++++ TESTO DEL DOCUMENTO ++++
Ci sono questioni di forma e di fondo. È con un bacio stampato sulla guancia - davanti alle telecamere, evidentemente – che il presidente della Commissione europea Jean-Claude Juncker ha accolto a Bruxelles la presidente della Confederazione Simonetta Sommaruga. Ma l’affetto sincero che il lussemburghese prova nei confronti della Svizzera è lungi dall’essere smisurato.
A un anno dall'accettazione da parte del popolo svizzero dell’iniziativa “Contro l’immigrazione di massa”, promossa dall’Unione democratica di centro (UDC, destra conservatrice), Jean-Claude Juncker ha ribadito fermamente la sua posizione: in quanto amici, la Svizzera e l’UE devono poter discutere di tutto, nella speranza di aiutare la Confederazione ad uscire da una brutta situazione.
In nessun caso, però, Bruxelles rinegozierà il principio della libera circolazione delle persone, rimesso in questione dal popolo elvetico. A stretta maggioranza, l’elettorato ha infatti deciso che la Svizzera dovrà reintrodurre contingenti sui lavoratori stranieri, fissare dei tetti massimi all’immigrazione e dare la priorità ai residenti sul mercato del lavoro.
Certo, Svizzera ed Unione europea «non sono in guerra» dal 9 febbraio 2014, ha sottolineato il presidente della Commissione. Juncker si è impegnato a proseguire «un confronto di opinioni» ai più alti livelli in modo da sciogliere la matassa della libera circolazione. Un confronto che spera «fruttuoso» anche se ammette di non essere «oltremodo ottimista».
++++
▶ _COMPITO A_
Nell'articolo sull'incontro tra Juncker e Sommaruga, in che modo Juncker ha accolto a Bruxelles la presidente della Confederazione?
▶ _COMPITO B_
Nell'articolo sull'incontro tra Juncker e Sommaruga, riscrivi il passo che inizia con "In nessun caso, però, Bruxelles" e si chiude dopo "mercato del lavoro.", sostituendo "contingenti" con "quote".
▶ _COMPITO C_
Continua l'articolo sull'incontro tra Juncker e Sommaruga a partire dall'ultima frase riportata.
I record non servono a nulla qui.
++++ DATI FORNITI ++++
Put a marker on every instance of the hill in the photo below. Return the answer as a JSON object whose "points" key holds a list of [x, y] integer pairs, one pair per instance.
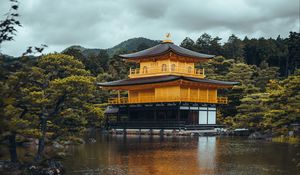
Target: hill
{"points": [[130, 45]]}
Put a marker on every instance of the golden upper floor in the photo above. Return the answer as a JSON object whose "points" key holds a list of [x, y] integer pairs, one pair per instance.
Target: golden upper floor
{"points": [[166, 59], [166, 67]]}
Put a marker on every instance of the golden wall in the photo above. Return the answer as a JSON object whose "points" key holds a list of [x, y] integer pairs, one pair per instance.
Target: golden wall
{"points": [[173, 93]]}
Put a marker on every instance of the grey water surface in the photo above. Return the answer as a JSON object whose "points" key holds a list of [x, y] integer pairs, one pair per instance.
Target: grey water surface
{"points": [[170, 155]]}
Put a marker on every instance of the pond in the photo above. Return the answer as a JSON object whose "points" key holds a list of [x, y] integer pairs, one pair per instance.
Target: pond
{"points": [[169, 155]]}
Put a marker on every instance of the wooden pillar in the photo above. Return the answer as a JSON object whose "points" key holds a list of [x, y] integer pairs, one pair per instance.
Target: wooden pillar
{"points": [[178, 114], [119, 96], [207, 99]]}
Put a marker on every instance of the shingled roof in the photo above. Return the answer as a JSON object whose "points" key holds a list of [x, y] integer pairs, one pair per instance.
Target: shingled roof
{"points": [[161, 79], [166, 47]]}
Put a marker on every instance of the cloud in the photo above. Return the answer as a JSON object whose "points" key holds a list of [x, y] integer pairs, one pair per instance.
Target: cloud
{"points": [[103, 24]]}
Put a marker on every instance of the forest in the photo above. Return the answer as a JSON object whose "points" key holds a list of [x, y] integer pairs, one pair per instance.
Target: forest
{"points": [[54, 98]]}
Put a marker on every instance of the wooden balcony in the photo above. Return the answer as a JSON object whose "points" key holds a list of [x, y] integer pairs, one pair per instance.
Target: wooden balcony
{"points": [[152, 99], [156, 71]]}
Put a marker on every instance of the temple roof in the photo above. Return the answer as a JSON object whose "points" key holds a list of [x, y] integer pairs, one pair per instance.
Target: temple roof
{"points": [[161, 79], [165, 47]]}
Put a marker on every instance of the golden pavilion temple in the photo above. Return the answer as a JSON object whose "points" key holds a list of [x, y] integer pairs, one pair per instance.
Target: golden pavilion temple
{"points": [[166, 91]]}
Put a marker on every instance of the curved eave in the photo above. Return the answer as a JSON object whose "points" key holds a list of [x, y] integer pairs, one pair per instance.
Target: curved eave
{"points": [[163, 79], [164, 48]]}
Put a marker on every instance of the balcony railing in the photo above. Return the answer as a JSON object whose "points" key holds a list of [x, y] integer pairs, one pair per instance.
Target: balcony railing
{"points": [[152, 99], [151, 71]]}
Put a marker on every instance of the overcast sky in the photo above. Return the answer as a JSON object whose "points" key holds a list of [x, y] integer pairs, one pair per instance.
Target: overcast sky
{"points": [[105, 23]]}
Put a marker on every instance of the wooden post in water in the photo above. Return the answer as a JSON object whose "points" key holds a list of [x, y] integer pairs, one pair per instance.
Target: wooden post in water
{"points": [[119, 96]]}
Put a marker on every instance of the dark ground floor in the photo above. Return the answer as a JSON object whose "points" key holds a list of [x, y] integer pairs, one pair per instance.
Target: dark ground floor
{"points": [[162, 116]]}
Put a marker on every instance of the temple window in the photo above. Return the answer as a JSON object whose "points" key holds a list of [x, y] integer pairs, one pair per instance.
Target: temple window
{"points": [[145, 70], [173, 66], [164, 68]]}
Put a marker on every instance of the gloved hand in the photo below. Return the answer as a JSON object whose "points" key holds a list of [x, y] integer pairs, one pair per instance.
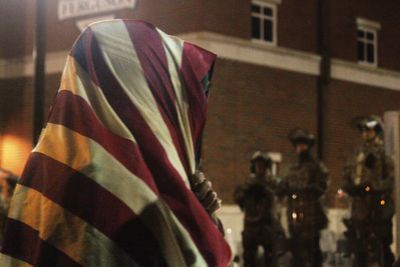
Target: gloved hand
{"points": [[204, 193]]}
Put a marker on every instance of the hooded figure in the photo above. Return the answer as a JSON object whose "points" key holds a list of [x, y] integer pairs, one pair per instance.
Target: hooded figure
{"points": [[109, 182], [369, 181]]}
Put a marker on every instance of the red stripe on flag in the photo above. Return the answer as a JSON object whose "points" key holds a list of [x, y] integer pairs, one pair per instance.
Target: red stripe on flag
{"points": [[151, 53], [73, 112], [193, 71], [172, 189], [88, 200], [23, 242]]}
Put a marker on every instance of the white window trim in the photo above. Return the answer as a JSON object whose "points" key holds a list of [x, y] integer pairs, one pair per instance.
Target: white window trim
{"points": [[373, 27], [365, 41], [270, 4]]}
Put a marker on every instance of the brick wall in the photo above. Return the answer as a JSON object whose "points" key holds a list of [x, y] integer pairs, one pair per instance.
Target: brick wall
{"points": [[251, 108]]}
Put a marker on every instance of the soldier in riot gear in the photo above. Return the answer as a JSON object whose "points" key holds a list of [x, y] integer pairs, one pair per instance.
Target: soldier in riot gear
{"points": [[261, 227], [304, 185], [369, 180]]}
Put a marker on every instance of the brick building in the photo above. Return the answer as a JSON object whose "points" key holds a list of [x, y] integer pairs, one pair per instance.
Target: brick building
{"points": [[319, 65]]}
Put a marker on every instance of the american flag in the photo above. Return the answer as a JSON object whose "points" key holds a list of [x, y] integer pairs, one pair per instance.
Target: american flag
{"points": [[108, 182]]}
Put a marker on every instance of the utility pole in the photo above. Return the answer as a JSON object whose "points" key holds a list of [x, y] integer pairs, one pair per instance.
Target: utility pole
{"points": [[324, 77], [40, 75]]}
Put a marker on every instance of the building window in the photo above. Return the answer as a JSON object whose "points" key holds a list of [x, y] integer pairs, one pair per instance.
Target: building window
{"points": [[263, 21], [367, 42]]}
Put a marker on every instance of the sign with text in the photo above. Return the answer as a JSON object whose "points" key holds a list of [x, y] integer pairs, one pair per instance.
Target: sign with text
{"points": [[76, 8]]}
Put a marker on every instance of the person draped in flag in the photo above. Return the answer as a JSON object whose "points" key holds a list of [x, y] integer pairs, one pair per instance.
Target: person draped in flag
{"points": [[110, 181]]}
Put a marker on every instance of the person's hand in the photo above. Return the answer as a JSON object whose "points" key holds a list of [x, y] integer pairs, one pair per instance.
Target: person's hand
{"points": [[204, 193]]}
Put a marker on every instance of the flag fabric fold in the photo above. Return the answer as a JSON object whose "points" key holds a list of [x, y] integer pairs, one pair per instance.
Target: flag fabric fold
{"points": [[108, 182]]}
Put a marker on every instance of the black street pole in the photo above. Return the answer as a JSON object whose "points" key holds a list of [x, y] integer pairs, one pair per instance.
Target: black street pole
{"points": [[324, 78], [39, 78]]}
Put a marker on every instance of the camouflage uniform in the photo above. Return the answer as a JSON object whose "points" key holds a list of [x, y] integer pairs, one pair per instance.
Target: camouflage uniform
{"points": [[261, 227], [304, 185], [369, 180]]}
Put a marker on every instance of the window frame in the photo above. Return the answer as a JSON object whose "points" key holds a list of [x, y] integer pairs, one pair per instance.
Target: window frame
{"points": [[372, 27], [273, 6]]}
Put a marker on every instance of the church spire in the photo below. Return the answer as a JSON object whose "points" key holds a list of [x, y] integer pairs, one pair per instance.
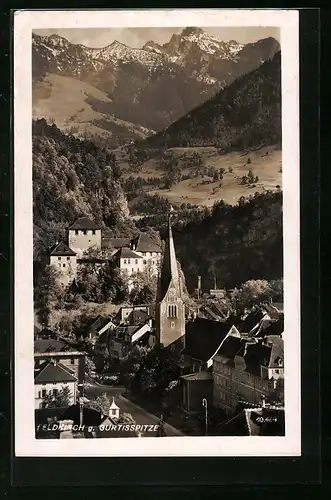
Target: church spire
{"points": [[169, 270], [170, 308]]}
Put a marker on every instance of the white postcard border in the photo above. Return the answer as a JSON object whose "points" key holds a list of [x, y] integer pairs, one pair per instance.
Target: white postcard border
{"points": [[25, 442]]}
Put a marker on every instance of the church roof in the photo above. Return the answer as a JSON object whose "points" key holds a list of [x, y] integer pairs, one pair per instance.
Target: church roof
{"points": [[83, 223], [169, 270], [62, 249]]}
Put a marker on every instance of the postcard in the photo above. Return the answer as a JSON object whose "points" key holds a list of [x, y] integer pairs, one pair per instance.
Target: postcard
{"points": [[157, 253]]}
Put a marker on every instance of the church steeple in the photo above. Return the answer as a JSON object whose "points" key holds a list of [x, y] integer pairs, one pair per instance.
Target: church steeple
{"points": [[170, 308]]}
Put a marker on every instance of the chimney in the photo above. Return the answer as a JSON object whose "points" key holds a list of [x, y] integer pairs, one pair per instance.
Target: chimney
{"points": [[80, 412]]}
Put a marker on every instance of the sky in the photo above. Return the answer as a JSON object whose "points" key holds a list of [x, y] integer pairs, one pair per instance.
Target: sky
{"points": [[137, 37]]}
++++
▶ _RISPOSTA A_
Con un bacio stampato sulla guancia.

▶ _RISPOSTA B_
In nessun caso, però, Bruxelles rinegozierà il principio della libera circolazione delle persone, rimesso in questione dal popolo elvetico. A stretta maggioranza, l’elettorato ha infatti deciso che la Svizzera dovrà reintrodurre quote sui lavoratori stranieri, fissare dei tetti massimi all’immigrazione e dare la priorità ai residenti sul mercato del lavoro.

▶ _RISPOSTA C_
Ma le cose devono essere chiare: «Per ora, i nostri punti di vista rimangono divergenti». Il tema sarà discusso a «scadenze regolari», ma la Commissione non si impegna a portare avanti «veri e propri negoziati». In caso contrario rischierebbe di riaprire il vaso di Pandora scoperchiato dal Regno Unito, dove il dibattito sulla libera circolazione delle persone è più acceso.
L’intero edificio in pericolo
L’esecutivo dell’UE mantiene dunque la linea tracciata lo scorso dicembre dai ministri degli affari esteri dei Ventotto. I capi della diplomazia avevano ribadito che la «libera circolazione non è negoziabile» e avevano poi sottolineato che l’applicazione dell’iniziativa minaccerebbe «il cuore delle relazioni tra Svizzera ed UE», ossia tutto il pacchetto di Bilaterali I legati tramite la cosiddetta «clausola ghigliottina». Se una delle due parti denunciasse la libera circolazione, anche gli altri accordi decadrebbero automaticamente dopo sei mesi.
Atteso al banco di prova, il governo svizzero comunicherà probabilmente la sua strategia l’11 o il 18 febbraio. Il margine di manovra a sua disposizione è però «estremamente ridotto», ha affermato Simonetta Sommaruga dopo l’incontro a Bruxelles. E alla tensioni con Bruxelles si aggiungono le pressioni interne, amplificate dalle scadenze elettorali di ottobre, con il rinnovo del Parlamento federale, e l’ombra del franco forte che sembra minacciare la prosperità della Svizzera.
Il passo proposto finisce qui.